Records =
+++
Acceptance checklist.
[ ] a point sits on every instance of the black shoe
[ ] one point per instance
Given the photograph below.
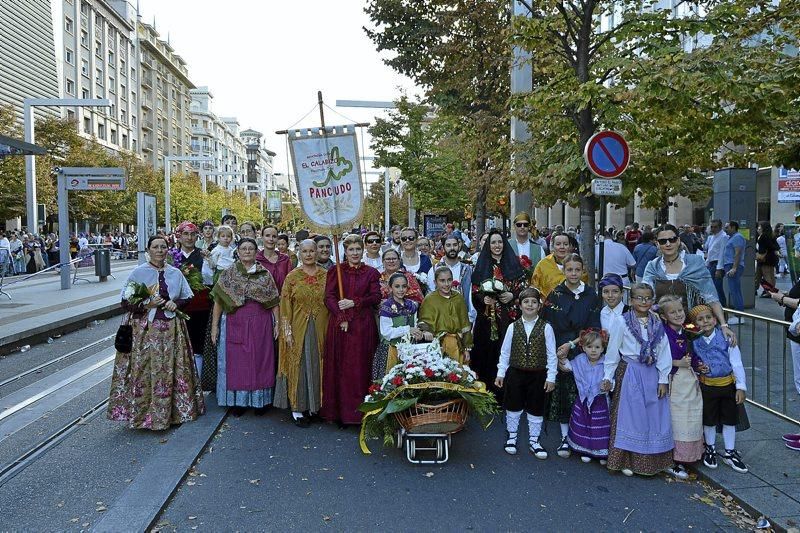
(710, 457)
(734, 460)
+++
Challenge = Copy every line of the items above, requests included, and add -71 to each number in the point coordinates. Leave the pictures out of your answer.

Answer to the task =
Acceptance checklist.
[ ] a point sits on every instance of the black shoe
[ ] one point per instance
Given the photograph below.
(639, 386)
(663, 389)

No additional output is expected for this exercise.